#### [YOUR ASSIGNMENT]
Your answer should be the complete data, copied exactly.

● ● ● ● ● ● ●

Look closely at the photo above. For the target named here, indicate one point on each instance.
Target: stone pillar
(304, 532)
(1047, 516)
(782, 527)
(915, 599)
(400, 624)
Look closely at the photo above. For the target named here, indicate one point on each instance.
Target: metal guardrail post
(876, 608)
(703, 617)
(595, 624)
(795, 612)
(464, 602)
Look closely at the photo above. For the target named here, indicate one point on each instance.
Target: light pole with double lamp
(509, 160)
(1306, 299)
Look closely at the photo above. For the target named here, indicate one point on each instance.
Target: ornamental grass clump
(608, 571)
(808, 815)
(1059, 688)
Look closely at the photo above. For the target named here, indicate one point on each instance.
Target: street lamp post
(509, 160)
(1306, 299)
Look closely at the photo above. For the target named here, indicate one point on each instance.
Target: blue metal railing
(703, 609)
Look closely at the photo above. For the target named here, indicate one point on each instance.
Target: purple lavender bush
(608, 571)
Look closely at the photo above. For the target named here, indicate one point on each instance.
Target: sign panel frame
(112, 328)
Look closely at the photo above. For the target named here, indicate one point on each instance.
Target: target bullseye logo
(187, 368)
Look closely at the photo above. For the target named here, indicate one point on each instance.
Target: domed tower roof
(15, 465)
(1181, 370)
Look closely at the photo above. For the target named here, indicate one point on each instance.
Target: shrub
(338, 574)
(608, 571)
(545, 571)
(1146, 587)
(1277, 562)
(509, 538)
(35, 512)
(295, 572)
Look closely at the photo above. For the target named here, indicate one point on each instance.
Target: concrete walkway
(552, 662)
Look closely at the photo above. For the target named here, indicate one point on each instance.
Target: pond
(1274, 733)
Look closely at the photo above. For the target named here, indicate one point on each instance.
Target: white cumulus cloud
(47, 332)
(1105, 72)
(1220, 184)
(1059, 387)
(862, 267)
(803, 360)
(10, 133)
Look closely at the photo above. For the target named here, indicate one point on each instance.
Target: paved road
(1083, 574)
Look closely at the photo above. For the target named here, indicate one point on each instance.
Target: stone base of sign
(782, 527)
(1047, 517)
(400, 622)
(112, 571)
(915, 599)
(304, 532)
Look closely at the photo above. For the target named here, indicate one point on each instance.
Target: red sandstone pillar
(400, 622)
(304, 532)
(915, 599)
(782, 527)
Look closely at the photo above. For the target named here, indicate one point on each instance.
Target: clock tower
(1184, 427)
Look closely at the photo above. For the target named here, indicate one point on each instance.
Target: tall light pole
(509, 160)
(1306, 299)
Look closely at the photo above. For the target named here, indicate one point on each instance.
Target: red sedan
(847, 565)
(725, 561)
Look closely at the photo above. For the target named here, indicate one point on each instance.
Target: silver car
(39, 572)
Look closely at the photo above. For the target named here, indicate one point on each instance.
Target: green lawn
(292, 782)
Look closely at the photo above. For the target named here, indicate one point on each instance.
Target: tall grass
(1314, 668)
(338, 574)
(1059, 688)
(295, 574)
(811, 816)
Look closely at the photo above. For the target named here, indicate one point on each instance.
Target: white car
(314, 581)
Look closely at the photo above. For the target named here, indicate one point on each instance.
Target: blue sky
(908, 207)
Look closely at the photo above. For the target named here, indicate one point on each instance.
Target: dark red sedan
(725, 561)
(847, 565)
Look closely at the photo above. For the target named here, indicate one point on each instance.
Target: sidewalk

● ● ● ● ● ● ●

#### [REPLY TO THE EXERCISE]
Look closely at the photo above. For the target named here, indicate one point on each instance.
Target: stone pillar
(304, 532)
(1047, 516)
(782, 527)
(915, 599)
(400, 624)
Look closely at the photo above. For the target named here, indicate one point on each instance.
Target: metal guardrail post
(876, 608)
(703, 617)
(595, 624)
(795, 612)
(464, 602)
Look closely at the photo above. For the target named here, indicate one point on each instance.
Target: light pole with double lamp
(509, 160)
(1306, 299)
Look closely at the photo above. For the target named here, indicate one point on each instance.
Target: ornamental grass clump
(608, 571)
(808, 815)
(1059, 688)
Look closely at the photo above. For the target named here, indicate one point on each instance.
Target: street lamp post
(509, 160)
(1306, 299)
Look closely at the photo above. For the target named here, indicate one point on each instance.
Target: blue metal railing
(703, 609)
Look closely at the photo above. For the target named here, indicate one point on each instance.
Target: purple lavender bush
(608, 571)
Look closely at the photo above. For the target named here, indicate one point on each instance.
Target: sign panel frame
(112, 328)
Look closely at the photo above. For the target named here, indicate one point on each instance.
Target: target bullseye logo
(187, 368)
Look closely at the photo above. For the target named here, indicate one point on each instance.
Target: domed tower roof
(15, 465)
(1181, 370)
Look closely at the photo above. For the target named here, indicate one point on each instance.
Target: shrub
(338, 574)
(608, 571)
(545, 571)
(1146, 587)
(1277, 562)
(509, 538)
(35, 512)
(295, 572)
Look closely at the photo above. For the target named here, indicate one point on each instance.
Target: concrete walkway
(552, 662)
Look closely at the photo above. For the target named here, indicate one point on each instance.
Target: pond
(1274, 733)
Look closely at the photo above. For the target named here, indicate one point on each instance.
Target: white cumulus cloud
(47, 332)
(1105, 72)
(1220, 184)
(1059, 387)
(862, 267)
(803, 360)
(10, 133)
Look closely at the photo above. For the target named here, indicate one point on each instance.
Target: paved road
(1083, 574)
Look closely at the photo above. For the target named here, indicate one point on each instance.
Target: stone base of sign
(782, 527)
(1047, 517)
(400, 622)
(112, 571)
(915, 599)
(304, 532)
Look closely at the photo above. For the target named here, indicate one point on each instance.
Target: red sandstone pillar
(400, 622)
(304, 532)
(915, 599)
(782, 527)
Look closely at the photo above. For the target named here, indicate one point on each instance.
Target: clock tower
(1184, 427)
Look closely at the photo above. For the target named here, indicate one point on each instance.
Target: tall light pole
(509, 160)
(1306, 299)
Look closely at the photo above. For the target named here, indicate one point on each instance.
Target: red sedan
(847, 565)
(725, 561)
Look closely at the photo above. For the target named here, indicate one point on each instance.
Target: silver car
(39, 572)
Look closely at the photo above. For the target named here, indicate one point on each instance.
Target: green lawn
(292, 782)
Look closely at the photo above. For the target named here, indicate one point on each instance.
Target: tall grass
(1314, 668)
(338, 574)
(1059, 688)
(295, 574)
(811, 816)
Look closely at the photo above. For the target named here, indicate one point on each instance.
Target: white car
(314, 581)
Look closely at the photo above. For the target named here, indicate one point on each instance.
Target: blue sky
(908, 207)
Look closely at the photo above. For the target named here, indicate one point on each instance.
Target: dark red sedan
(725, 561)
(847, 565)
Look closely at the photo above. For the target named here, indicate one point on each instance.
Target: sidewalk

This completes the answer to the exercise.